- [課題の指示]
下に示すアルコール依存症についての文章のうち、「どれぐらいお酒を飲んだらアルコール依存症になるの?」から「になったとき、依存症が露呈されるのです。」までの部分を一字も変えずに書き写すこと。

- [文書の抜粋]
◇ ◇ ◇ ◇

最初に始まる依存症の症状は、精神依存です。「酒がないと物足りない」と感じるようになります。それが常態化し、長期間の飲酒を続けていると、身体依存が出現します。
身体依存とは、アルコールが切れると身体的な症状が出ることです。アルコールの摂取をやめると、不眠や発汗、手のふるえ、不安感やイライラが募るなど、ものすごく不快な症状が出るようになります。これを「離脱症状」と言います。
この離脱症状を抑えるために連続飲酒という悪循環が起こります。そして、そんな状態が続くうちに、アルコールが自分の生活と切っても切れない関係になっていってしまうのです。
アルコール依存症の危険因子
アルコール依存症の危険因子は、厚生労働省の情報によると5つあります。
アルコールが好きな人で、この5つに該当する場合は、依存症に注意しましょう。
(1)女性の方が男性より短い期間で依存症になる
(2)未成年から飲酒を始めるとより依存症になりやすい
(3)遺伝や家庭環境が危険性を高める
(4)家族や友人のお酒に対する態度や地域の環境も未成年者の飲酒問題の原因となる
(5)うつ病や不安障害などの精神疾患も依存症の危険性を高める
(参考URL) 厚生労働省 生活習慣病予防のための健康情報サイト「e-ヘルスネット」
どれぐらいお酒を飲んだらアルコール依存症になるの?
お酒好きな人はどれくらいのお酒を飲んだら、アルコール依存症になる危険性があるのでしょうか。お酒好きなら、誰でも気になるところでしょう。しかし、その「限界値」には個人差があり、明確な定義は存在しません。「毎日お酒を飲んでいれば依存症」というわけでもありません。
依存症は「やめなければいけない状況なのに、やめることができない」症状です。そして、会社や家族など、いろいろなところでお酒がもとで問題を起こしたり迷惑をかけるようになったとき、依存症が露呈されるのです。
「酒癖が悪い」と「アルコール依存症」は別のもの
皆さんの周りにも、いわゆる「酒癖が悪い」人はいませんでしょうか。へべれけになって人に迷惑をかけてしまった。お酒が好きな人なら、誰でも一度や二度はそんな経験があるのではないでしょうか。しかし、お酒の酩酊状態と依存症は、必ずしもイコールではありません。また、酒を飲んで暴れたり、ケンカになる人もいますが、そういう人はただの「酒乱」であり「酩酊の異常」です。

◇ ◇ ◇ ◇

- [提供データ]

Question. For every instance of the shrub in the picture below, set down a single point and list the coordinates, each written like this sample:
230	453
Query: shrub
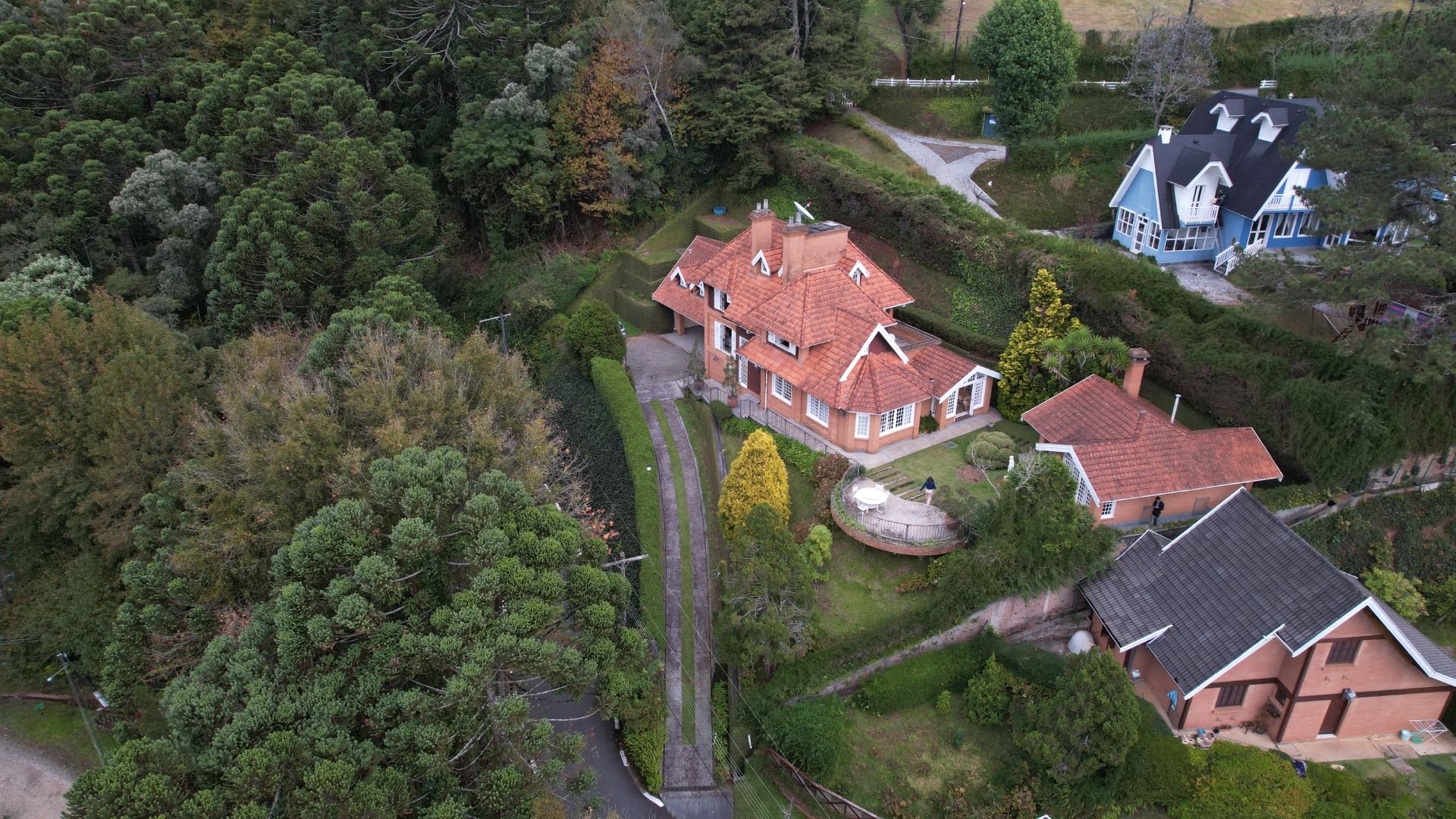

◇ ◇ ◇ ◇

- [解答]
どれぐらいお酒を飲んだらアルコール依存症になるの?
お酒好きな人はどれくらいのお酒を飲んだら、アルコール依存症になる危険性があるのでしょうか。お酒好きなら、誰でも気になるところでしょう。しかし、その「限界値」には個人差があり、明確な定義は存在しません。「毎日お酒を飲んでいれば依存症」というわけでもありません。
依存症は「やめなければいけない状況なのに、やめることができない」症状です。そして、会社や家族など、いろいろなところでお酒がもとで問題を起こしたり迷惑をかけるようになったとき、依存症が露呈されるのです。